#### [Exercise brief]
Each entry below is to be given again word for word, with no pictures.

-------

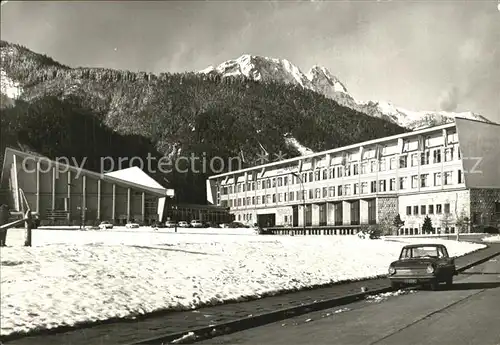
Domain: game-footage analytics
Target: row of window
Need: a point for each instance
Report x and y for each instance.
(343, 190)
(340, 171)
(415, 231)
(427, 209)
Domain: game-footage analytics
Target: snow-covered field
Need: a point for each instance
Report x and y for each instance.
(72, 276)
(492, 239)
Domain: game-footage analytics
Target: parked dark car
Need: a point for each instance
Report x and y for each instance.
(426, 264)
(211, 225)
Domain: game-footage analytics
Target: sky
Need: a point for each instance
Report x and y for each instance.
(419, 55)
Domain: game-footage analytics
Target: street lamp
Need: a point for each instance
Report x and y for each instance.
(303, 201)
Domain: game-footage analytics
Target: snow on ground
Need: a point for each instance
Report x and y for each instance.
(492, 239)
(386, 295)
(72, 276)
(292, 142)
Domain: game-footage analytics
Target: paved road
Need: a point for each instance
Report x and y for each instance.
(469, 313)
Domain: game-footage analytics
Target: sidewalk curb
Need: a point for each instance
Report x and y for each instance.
(208, 332)
(256, 320)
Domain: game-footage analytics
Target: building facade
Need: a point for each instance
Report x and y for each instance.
(65, 194)
(450, 173)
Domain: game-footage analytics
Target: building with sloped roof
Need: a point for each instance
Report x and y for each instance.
(65, 194)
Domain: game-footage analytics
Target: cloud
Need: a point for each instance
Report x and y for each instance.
(449, 99)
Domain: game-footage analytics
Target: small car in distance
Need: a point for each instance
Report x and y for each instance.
(158, 225)
(195, 223)
(132, 226)
(422, 264)
(105, 225)
(170, 224)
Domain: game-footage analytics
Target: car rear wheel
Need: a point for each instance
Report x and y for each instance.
(395, 285)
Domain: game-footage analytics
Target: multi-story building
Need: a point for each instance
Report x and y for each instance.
(449, 172)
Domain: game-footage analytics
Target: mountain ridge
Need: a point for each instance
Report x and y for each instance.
(319, 79)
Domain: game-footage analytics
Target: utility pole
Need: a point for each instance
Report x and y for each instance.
(303, 201)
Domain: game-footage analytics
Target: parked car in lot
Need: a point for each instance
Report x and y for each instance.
(427, 264)
(170, 224)
(235, 225)
(183, 224)
(105, 225)
(195, 223)
(132, 225)
(158, 225)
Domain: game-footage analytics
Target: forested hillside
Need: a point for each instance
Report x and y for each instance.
(92, 112)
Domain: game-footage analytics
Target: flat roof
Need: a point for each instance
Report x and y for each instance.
(9, 152)
(340, 149)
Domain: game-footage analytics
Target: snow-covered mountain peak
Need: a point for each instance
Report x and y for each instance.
(319, 79)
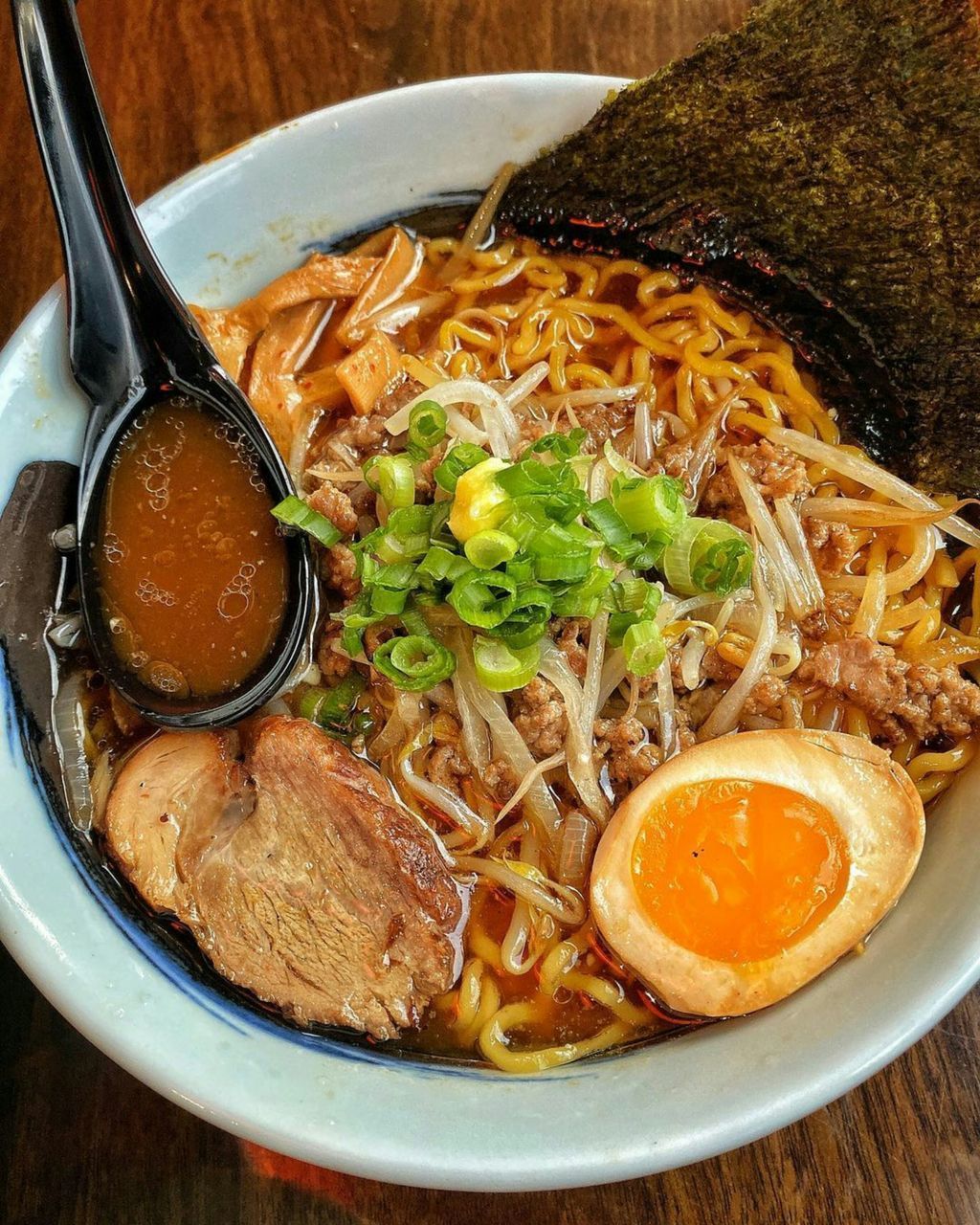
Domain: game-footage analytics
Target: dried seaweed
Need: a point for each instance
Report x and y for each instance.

-------

#### [Right answer]
Domain: game-footage analytics
Target: row of window
Need: a point for each instance
Report x and y for each instance.
(343, 190)
(340, 171)
(415, 231)
(427, 209)
Domain: game-footage analytics
Target: snow-covered field
Need: a point for each instance
Report x and y for each instance.
(72, 276)
(492, 239)
Domain: game-footage analytics
Target: parked dark car
Need: a point for each instance
Report x and y for each instance.
(426, 264)
(211, 225)
Domain: game-footage analytics
Target: sky
Need: a point for each instance
Report x and y for each instance.
(419, 55)
Domain: game-footage analytics
Target: street lamp
Need: a point for each instance
Report x and y for each instance.
(303, 201)
Domain: game-footage analytics
Target: snow on ground
Need: a point for each instance
Report x and y for each instance.
(492, 239)
(386, 295)
(72, 276)
(292, 142)
Domain: game-footage analytics
Target: paved road
Need: a point for each instance
Report x and y for each instance.
(469, 313)
Domain: game-footage analytics
Target: sidewalk curb
Need: a point for each instance
Report x and y for each instance.
(208, 332)
(256, 320)
Domain: game-footage analytics
Target: building facade
Need: a point for each instance
Report x and y for each instance.
(65, 194)
(450, 173)
Domain: game-footage analytics
Target: building with sloped roof
Need: a point for each instance
Report x and y for each instance.
(65, 194)
Domain: game-footage analytics
Target: cloud
Need: a point for each instance
Report x and y for each instance.
(449, 99)
Domain: game-footage analytics
Target: small car in distance
Need: a point for each instance
Report x and y for each instance.
(158, 225)
(195, 223)
(132, 226)
(422, 264)
(105, 225)
(170, 224)
Domain: game-footage analytics
Target: car rear wheel
Need: a point for each instance
Report x and y for each instance.
(395, 285)
Domain: game-footage analytics
Target: multi-story building
Need: a point for each instance
Report x and y for each instance.
(449, 172)
Domain: game-footage analytics
Target: mountain ridge
Need: a point for each instance
Report x and y for each instance.
(319, 79)
Domain: game-footage analytics
Target: utility pole
Need: a point for each instance
Report x and y for each instance.
(303, 201)
Domain: game-footage analytics
Target: parked car in lot
Need: a point for each instance
Report x and y for each instance.
(427, 264)
(170, 224)
(235, 225)
(183, 224)
(105, 225)
(195, 223)
(132, 225)
(158, 225)
Domain: game-footage analytics
Target: forested hillside
Need: a point for each instance
Report x and y for each instance.
(92, 112)
Domain: game-footage analytics
Target: flat roof
Need: a point for each instance
Report x and y for each instance.
(9, 152)
(340, 149)
Domain: game-footage analytics
Target: snow-covered mountain peak
Need: a point for each instance
Report x and y for each instance.
(319, 79)
Domain: game-footage analytics
Target: dried seaweed
Need: a point for each instance
Report x and y for each instance.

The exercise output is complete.